Testo proposto:
* * *
L'intervista della domenica
Il rap nell'ora di tutti
Le carceri minorili, la Roma antagonista, le urgenze, il Bronx, il voto, l'hip hop, la vita che non si possiede e una clessidra. Conversazione con Kento
C’è una vecchia canzone di Kento che parla di cosa lo muove, cos’è che ha dentro, cos’è la sua fiamma. A un certo punto dice: “È come mille cose, ma è senza paragoni”, e poi “è la conferma che un istante è importante, ma alla cassa seguirà il rullante, il sasso si farà diamante”, e poi “è fede ma non si ferma a quell’anello, e nasce piccolo che può dormirti in tasca, fallo rosso e che stia in alto come le bandiere in piazza, è questo e altro che non so dire, è un cerchio come un vinile, ha vite per puntine”. Non ne sono certa, ma credo parlasse del rap, precisamente del rap, che per lui è praticamente tutto – rubo la risposta che una volta diede Moravia quando gli domandarono cosa fosse per lui la letteratura: rispose così, “praticamente tutto”.
Kento ha scritto più di dieci dischi, suona da quando andava alle scuole medie, a Reggio Calabria, ora vive a Roma, tiene laboratori di rap nelle carceri minorili, nelle comunità di recupero – “ovunque servo, vado”, mi dice – e da poco ha pubblicato “Te lo dico in Rap”, un libro per bambini sul rap e sull’hip hop (hanno detto “un manuale”, ma forse è più giusto atlante), durante il lockdown ha preso parte al progetto Rai di didattica a distanza #lascuolanonsiferma, tenendo una serie di lezioni sulla musica rap e cultura hip hop. La Repubblica ha scritto: “Dopo tanti anni di militanza rap, Kento si cala nei panni del divulgatore”. Impreciso. Kento spiega, racconta, diffonde il rap da molto prima, forse da sempre, non c’è un suo pezzo che non illumini una parte di quella storia, che non ne dica il senso, la vocazione, l’intenzione, in modo più o meno esplicito – nel 2014 ha pubblicato un disco meraviglioso, “Radici”, insieme ai Vodoo Brothers, che questo era, un atlante, e diceva molte cose, diceva per esempio che “il rap è nato in America, ma non è dell’America”, perché allora era ancora necessario spiegare che non c’era bisogno di essere nativi del Bronx per suonarlo, per farlo.
* * *
Elenco dei record:

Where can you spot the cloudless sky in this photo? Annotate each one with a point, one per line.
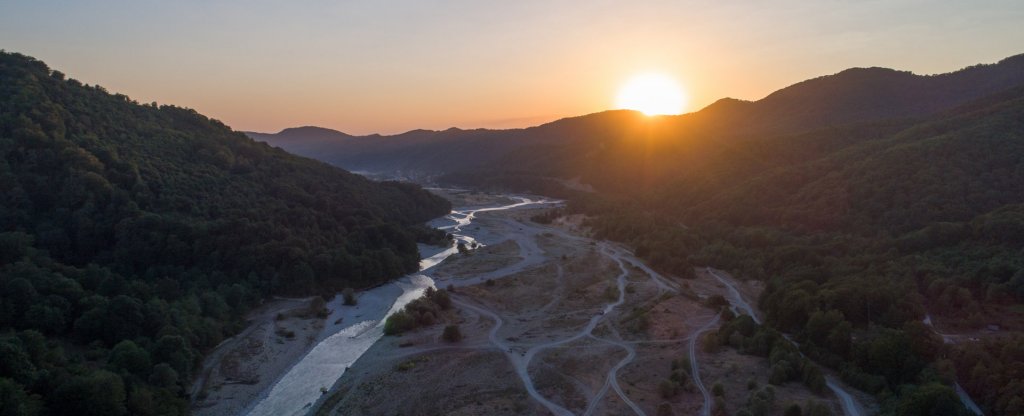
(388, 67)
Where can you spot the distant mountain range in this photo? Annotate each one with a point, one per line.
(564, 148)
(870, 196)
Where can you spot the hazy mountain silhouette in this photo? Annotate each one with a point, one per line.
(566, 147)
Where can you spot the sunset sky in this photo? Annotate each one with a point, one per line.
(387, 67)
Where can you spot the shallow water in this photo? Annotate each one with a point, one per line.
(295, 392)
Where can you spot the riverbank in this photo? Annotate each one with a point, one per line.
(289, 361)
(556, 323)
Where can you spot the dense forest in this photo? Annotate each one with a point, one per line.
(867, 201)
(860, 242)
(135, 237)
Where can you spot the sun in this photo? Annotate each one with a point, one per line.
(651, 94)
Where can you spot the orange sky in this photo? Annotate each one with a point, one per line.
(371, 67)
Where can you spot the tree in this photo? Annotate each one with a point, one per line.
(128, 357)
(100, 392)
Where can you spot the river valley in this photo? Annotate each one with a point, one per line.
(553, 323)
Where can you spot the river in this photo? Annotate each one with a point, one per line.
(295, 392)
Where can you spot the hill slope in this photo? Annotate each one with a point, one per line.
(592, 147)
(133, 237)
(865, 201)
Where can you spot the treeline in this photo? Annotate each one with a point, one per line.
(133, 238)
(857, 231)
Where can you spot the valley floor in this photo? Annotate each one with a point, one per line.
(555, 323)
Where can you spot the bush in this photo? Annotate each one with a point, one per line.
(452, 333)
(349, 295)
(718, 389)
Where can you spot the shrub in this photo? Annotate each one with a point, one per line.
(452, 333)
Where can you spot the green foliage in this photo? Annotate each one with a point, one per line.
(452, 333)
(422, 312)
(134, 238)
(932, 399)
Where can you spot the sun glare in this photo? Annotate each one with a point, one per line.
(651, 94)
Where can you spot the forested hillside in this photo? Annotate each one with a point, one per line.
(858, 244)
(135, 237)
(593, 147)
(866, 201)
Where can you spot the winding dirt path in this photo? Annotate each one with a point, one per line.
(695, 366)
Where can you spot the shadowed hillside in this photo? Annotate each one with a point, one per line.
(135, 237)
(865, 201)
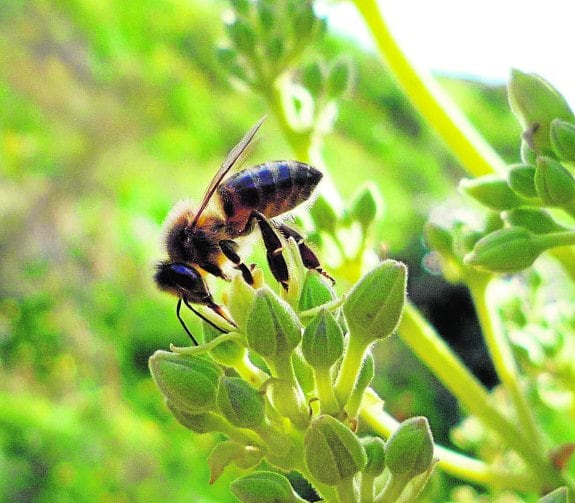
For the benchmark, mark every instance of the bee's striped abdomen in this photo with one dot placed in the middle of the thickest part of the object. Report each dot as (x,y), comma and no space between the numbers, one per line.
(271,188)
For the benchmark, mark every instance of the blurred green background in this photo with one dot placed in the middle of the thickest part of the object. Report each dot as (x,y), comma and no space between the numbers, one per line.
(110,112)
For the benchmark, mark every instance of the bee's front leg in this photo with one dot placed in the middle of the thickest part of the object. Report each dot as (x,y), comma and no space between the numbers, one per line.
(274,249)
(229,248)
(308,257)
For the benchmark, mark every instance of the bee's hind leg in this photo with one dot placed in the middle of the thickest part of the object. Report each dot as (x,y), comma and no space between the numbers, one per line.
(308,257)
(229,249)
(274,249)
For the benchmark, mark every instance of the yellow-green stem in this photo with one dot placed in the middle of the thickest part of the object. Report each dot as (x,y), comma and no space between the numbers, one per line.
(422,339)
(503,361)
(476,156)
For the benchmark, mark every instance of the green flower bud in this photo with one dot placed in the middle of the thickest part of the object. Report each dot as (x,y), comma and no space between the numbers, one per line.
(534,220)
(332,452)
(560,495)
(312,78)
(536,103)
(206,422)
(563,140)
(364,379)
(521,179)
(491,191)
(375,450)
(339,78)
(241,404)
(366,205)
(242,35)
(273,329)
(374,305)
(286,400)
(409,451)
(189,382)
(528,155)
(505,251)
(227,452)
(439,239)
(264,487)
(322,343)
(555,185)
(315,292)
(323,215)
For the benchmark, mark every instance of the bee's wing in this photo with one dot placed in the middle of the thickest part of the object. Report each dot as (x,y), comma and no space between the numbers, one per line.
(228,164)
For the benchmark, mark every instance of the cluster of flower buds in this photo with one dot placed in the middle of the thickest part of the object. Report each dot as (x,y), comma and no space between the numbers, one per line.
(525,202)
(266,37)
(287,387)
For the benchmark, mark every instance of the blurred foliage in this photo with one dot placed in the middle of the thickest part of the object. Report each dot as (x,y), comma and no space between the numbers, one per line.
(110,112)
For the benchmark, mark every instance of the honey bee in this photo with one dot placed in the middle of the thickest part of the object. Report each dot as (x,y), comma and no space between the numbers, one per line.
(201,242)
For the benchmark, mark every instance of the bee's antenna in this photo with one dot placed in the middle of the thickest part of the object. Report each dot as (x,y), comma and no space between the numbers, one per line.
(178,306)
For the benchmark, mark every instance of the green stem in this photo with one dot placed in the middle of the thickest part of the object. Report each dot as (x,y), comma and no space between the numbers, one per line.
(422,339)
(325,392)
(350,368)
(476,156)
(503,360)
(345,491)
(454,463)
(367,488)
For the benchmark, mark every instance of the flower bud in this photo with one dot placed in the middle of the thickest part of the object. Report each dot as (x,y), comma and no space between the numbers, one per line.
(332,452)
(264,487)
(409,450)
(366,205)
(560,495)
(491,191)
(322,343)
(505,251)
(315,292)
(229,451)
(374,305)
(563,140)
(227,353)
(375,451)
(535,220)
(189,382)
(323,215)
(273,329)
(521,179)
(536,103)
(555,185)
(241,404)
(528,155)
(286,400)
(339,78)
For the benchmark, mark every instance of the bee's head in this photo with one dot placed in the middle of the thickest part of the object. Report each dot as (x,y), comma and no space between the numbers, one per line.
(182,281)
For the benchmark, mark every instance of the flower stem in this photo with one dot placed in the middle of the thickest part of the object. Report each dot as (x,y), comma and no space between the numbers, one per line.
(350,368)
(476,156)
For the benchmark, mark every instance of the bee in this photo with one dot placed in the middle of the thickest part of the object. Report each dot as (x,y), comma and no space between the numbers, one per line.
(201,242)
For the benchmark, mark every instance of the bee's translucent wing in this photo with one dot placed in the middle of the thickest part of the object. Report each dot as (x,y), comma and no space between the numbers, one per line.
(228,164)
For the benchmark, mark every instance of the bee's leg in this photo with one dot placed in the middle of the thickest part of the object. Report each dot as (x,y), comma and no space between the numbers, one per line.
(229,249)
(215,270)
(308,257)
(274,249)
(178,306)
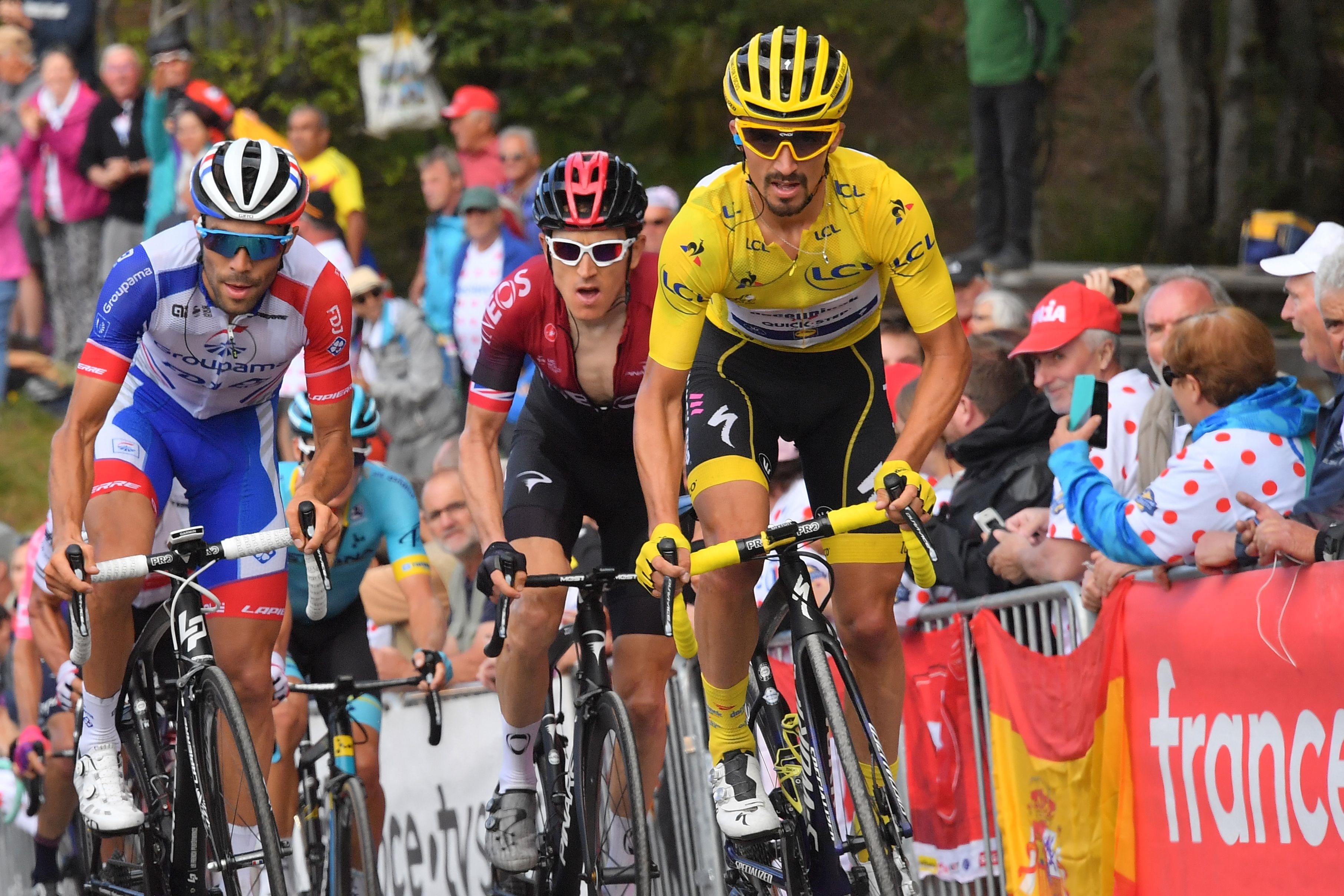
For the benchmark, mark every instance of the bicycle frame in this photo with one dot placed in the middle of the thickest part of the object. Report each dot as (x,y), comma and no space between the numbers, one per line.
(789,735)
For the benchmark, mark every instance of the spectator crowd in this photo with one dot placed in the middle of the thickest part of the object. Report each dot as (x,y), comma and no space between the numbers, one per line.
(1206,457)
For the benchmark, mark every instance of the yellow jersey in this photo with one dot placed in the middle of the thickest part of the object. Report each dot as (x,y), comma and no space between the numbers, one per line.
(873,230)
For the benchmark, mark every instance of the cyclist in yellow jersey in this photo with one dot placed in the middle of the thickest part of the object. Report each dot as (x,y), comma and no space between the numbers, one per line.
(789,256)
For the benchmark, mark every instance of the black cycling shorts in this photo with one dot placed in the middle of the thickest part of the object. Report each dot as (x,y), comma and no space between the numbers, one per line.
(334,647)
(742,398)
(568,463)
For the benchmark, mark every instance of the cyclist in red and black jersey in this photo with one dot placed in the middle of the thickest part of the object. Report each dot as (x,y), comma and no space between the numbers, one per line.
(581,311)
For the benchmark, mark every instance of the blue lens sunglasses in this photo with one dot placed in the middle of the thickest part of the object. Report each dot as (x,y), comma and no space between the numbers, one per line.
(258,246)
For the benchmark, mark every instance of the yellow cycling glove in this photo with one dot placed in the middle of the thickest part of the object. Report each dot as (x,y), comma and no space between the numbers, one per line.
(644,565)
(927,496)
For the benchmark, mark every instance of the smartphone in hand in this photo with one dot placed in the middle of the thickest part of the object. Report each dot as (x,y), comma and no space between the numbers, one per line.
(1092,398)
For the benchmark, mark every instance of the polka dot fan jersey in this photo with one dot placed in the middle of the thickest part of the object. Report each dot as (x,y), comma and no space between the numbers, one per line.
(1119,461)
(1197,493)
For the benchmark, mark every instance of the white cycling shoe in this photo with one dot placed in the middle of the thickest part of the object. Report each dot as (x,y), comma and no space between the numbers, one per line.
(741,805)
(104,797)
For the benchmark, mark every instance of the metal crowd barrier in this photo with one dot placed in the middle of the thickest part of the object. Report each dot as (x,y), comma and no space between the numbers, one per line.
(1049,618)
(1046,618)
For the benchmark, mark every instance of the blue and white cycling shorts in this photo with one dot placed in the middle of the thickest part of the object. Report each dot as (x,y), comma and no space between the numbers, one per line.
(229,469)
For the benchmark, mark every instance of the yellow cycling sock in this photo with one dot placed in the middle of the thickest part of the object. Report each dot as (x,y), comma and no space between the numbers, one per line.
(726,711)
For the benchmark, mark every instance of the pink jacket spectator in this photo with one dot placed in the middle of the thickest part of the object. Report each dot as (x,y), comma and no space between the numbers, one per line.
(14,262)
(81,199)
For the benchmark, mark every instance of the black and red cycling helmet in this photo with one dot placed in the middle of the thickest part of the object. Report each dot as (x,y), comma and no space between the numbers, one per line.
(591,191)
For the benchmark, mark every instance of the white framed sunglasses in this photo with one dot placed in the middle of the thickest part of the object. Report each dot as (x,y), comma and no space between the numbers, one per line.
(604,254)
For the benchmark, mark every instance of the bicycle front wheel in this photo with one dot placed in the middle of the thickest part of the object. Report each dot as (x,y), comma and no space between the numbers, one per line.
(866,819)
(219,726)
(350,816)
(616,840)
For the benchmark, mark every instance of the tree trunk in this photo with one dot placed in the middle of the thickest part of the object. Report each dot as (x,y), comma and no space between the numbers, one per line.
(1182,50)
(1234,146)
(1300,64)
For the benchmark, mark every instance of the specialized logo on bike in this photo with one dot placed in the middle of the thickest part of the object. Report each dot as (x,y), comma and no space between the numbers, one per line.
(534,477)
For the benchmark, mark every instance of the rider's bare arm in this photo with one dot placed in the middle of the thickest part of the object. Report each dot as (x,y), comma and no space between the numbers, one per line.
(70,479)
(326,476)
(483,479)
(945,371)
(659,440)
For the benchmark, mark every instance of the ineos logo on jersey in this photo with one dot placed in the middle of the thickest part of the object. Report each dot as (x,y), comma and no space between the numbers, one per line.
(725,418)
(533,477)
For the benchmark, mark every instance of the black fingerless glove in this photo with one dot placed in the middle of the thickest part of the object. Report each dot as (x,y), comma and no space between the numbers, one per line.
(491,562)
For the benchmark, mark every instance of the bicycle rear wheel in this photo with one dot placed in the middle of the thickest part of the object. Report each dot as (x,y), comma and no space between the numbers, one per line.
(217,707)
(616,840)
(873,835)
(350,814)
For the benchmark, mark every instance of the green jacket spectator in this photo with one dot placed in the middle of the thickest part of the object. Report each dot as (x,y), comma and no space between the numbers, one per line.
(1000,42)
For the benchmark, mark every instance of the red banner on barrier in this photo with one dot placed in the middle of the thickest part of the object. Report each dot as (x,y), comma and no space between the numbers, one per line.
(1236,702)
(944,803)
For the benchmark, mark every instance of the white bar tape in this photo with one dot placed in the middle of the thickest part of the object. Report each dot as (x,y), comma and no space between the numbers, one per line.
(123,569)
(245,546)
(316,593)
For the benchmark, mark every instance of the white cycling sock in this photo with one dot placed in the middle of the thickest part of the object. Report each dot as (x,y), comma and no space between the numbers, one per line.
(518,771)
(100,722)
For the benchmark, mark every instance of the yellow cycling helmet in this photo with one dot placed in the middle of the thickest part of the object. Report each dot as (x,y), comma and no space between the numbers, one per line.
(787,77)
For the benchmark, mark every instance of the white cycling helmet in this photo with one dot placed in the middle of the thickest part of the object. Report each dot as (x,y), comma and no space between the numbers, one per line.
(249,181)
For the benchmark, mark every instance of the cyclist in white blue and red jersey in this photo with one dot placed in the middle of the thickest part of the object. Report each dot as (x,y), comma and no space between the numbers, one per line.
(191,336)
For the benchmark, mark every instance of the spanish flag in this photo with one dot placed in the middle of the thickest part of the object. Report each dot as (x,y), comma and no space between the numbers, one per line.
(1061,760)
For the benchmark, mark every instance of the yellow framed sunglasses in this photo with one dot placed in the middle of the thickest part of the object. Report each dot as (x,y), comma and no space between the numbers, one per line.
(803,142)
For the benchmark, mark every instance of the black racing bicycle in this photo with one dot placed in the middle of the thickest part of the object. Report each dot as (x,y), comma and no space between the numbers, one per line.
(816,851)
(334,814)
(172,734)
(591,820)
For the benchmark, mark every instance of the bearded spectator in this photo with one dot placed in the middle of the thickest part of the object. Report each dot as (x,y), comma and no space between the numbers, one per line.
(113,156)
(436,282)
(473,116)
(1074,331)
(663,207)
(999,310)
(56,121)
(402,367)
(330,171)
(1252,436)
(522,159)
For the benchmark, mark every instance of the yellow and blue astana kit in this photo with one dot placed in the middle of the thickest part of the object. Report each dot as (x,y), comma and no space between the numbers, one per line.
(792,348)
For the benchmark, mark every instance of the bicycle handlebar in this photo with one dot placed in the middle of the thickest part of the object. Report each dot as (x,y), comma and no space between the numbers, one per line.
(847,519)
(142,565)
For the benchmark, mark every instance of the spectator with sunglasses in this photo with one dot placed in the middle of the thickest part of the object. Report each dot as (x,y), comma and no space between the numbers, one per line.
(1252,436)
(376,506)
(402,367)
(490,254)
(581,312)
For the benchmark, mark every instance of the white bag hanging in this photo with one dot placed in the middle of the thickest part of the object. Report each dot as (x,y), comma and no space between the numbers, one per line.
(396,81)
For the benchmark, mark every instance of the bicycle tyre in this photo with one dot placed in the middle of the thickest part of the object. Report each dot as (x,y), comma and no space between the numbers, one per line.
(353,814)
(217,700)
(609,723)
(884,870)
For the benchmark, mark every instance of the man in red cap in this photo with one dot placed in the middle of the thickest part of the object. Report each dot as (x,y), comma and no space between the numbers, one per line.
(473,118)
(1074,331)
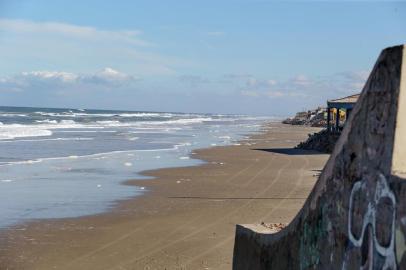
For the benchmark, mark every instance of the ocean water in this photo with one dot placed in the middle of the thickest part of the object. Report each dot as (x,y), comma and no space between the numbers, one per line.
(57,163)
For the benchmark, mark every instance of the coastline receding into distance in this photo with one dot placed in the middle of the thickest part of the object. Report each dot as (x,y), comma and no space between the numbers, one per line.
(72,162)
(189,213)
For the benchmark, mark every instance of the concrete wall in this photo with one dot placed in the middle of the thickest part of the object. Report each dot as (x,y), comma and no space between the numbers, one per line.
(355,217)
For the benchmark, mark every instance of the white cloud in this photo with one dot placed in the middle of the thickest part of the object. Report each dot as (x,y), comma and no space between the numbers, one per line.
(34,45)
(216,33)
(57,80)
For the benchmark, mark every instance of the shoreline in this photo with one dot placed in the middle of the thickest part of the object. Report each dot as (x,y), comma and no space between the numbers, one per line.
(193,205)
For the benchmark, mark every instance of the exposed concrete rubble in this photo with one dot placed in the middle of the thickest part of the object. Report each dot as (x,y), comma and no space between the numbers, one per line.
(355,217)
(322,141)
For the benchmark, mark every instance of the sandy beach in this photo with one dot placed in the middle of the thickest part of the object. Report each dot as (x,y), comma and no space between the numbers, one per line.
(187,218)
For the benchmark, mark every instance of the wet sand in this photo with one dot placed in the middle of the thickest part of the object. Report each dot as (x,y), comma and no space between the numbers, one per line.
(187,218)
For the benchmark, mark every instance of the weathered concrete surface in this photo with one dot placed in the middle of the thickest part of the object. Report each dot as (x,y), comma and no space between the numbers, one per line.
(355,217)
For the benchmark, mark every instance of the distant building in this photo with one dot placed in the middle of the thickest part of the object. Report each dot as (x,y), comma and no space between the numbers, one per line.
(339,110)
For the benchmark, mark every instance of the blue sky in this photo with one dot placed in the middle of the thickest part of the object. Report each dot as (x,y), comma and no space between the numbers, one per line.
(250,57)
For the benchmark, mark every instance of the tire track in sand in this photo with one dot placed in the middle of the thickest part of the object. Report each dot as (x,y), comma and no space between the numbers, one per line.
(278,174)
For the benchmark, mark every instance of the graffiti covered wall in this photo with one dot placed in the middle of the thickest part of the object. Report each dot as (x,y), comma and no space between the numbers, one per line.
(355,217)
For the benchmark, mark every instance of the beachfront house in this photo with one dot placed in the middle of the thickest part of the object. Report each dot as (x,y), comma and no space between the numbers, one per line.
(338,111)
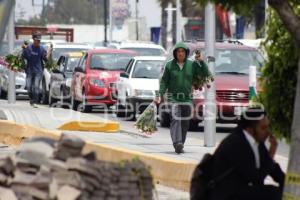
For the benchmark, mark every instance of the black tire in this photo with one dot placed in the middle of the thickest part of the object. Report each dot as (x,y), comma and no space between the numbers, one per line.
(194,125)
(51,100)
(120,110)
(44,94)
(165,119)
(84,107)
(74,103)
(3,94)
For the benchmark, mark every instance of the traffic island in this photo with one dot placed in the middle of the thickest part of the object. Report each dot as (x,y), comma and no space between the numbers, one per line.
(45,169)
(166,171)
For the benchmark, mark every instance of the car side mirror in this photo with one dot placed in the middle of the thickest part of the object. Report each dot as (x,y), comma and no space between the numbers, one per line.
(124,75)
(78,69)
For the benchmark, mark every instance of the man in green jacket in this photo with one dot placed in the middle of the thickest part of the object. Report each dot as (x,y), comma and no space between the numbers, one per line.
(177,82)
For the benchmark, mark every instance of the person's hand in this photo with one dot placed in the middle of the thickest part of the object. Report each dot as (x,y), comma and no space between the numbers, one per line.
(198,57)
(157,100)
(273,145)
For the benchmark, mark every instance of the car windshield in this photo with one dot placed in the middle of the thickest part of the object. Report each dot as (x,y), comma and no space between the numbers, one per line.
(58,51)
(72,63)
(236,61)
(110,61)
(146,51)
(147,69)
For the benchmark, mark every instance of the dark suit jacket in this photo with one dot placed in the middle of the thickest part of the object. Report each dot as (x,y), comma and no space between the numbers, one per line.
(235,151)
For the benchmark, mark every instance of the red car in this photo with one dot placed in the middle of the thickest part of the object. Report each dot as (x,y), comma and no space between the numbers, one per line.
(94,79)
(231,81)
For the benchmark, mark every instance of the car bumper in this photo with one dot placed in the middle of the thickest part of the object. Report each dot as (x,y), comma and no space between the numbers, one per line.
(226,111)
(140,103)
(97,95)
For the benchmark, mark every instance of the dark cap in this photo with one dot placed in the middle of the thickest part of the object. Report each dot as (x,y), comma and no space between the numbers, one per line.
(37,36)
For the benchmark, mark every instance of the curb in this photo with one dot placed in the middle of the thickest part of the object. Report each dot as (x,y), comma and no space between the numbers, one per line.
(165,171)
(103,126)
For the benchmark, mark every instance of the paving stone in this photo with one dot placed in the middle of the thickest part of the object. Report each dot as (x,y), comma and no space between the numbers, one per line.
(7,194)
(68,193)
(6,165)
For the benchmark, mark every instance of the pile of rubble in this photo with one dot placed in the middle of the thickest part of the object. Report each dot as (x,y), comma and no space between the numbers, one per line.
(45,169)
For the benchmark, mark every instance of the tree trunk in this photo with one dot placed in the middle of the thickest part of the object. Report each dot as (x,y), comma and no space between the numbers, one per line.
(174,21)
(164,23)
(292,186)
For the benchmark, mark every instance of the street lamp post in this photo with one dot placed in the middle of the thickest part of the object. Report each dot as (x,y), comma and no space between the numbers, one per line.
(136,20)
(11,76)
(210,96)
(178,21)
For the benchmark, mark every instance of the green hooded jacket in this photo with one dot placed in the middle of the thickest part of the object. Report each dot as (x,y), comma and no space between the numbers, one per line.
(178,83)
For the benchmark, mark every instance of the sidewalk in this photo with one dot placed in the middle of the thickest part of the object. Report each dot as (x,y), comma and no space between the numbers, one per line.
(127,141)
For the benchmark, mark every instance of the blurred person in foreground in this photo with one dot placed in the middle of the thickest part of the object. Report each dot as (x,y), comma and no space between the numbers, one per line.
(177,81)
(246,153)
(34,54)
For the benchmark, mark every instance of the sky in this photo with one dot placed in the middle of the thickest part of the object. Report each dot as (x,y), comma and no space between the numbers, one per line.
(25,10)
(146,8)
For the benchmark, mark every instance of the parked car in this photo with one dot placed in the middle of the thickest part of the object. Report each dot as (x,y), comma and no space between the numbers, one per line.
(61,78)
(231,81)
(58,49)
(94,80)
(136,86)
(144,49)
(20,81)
* * *
Elenco dei compiti:
1) Elenca tutti i temi della conversazione con Kento che il sottotitolo del testo su Kento nomina.
2) Riporta ogni riga dei record in cui compare la parola "barrier", tenendo conto di maiuscole e minuscole.
Il testo su Kento e i record non hanno alcun legame tra loro.

Risultati per compito:
1)
- le carceri minorili
- la Roma antagonista
- le urgenze
- il Bronx
- il voto
- l'hip hop
- la vita che non si possiede
- una clessidra

2)
For the benchmark, mark every instance of the metal crowd barrier in this photo with one dot placed in the middle of the thickest part of the object. Report each dot as (x,y), comma and no space between the numbers, one per line.
For the benchmark, mark every instance of the red banner on barrier in this photo with one dot placed in the middle of the thickest part of the object. Report each dot as (x,y), comma and no space between the numbers, one per line.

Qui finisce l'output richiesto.